◆ **TASK**:
Each line below is to be written out in full, exactly as shown.
START DATA ROWS
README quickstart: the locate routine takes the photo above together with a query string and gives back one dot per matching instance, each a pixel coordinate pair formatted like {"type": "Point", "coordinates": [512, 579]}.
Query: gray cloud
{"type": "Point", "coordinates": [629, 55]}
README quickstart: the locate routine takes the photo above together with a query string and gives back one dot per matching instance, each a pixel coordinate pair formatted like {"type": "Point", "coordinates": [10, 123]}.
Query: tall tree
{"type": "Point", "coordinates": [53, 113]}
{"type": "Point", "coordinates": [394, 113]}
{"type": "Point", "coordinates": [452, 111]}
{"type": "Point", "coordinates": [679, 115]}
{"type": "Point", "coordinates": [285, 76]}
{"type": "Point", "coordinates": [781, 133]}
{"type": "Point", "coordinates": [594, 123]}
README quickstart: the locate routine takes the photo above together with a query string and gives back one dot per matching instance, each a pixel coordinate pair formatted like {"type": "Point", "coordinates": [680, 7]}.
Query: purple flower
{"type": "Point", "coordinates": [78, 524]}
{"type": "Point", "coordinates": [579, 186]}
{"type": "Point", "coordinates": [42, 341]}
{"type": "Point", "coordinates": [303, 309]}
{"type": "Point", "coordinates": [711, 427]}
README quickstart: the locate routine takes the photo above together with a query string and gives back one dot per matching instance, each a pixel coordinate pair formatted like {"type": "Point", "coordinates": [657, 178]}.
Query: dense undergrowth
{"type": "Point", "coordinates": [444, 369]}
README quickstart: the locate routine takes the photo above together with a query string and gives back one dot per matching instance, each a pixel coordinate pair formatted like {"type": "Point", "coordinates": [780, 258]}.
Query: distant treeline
END DATA ROWS
◆ **EXERCISE RESULT**:
README quickstart: the locate routine takes the photo above together with a query string and gives back one dot per matching instance, each a pixel coordinate pair formatted like {"type": "Point", "coordinates": [512, 579]}.
Query: gray cloud
{"type": "Point", "coordinates": [629, 55]}
README quickstart: the locate routine takes the photo above together with a query string and gives back one dot per matching instance, each a pixel coordinate pair formatted like {"type": "Point", "coordinates": [10, 123]}.
Query: tall tree
{"type": "Point", "coordinates": [53, 113]}
{"type": "Point", "coordinates": [394, 113]}
{"type": "Point", "coordinates": [452, 111]}
{"type": "Point", "coordinates": [679, 115]}
{"type": "Point", "coordinates": [285, 76]}
{"type": "Point", "coordinates": [781, 133]}
{"type": "Point", "coordinates": [594, 123]}
README quickstart: the locate routine takes the photo above together with a query string and gives back one dot per matching instance, each a pixel coordinate pair formatted like {"type": "Point", "coordinates": [680, 7]}.
Query: purple flower
{"type": "Point", "coordinates": [78, 524]}
{"type": "Point", "coordinates": [579, 186]}
{"type": "Point", "coordinates": [42, 341]}
{"type": "Point", "coordinates": [303, 309]}
{"type": "Point", "coordinates": [711, 427]}
README quickstart: the locate routine takes the photo above together with a query string and gives back one dot per matching instance, each a pixel coordinate pair formatted like {"type": "Point", "coordinates": [657, 178]}.
Query: dense undergrowth
{"type": "Point", "coordinates": [444, 369]}
README quickstart: the locate routine takes the photo above together with a query string and gives back one dot per matching instance, each a pixel coordinate pair formatted like {"type": "Point", "coordinates": [780, 258]}.
Query: distant treeline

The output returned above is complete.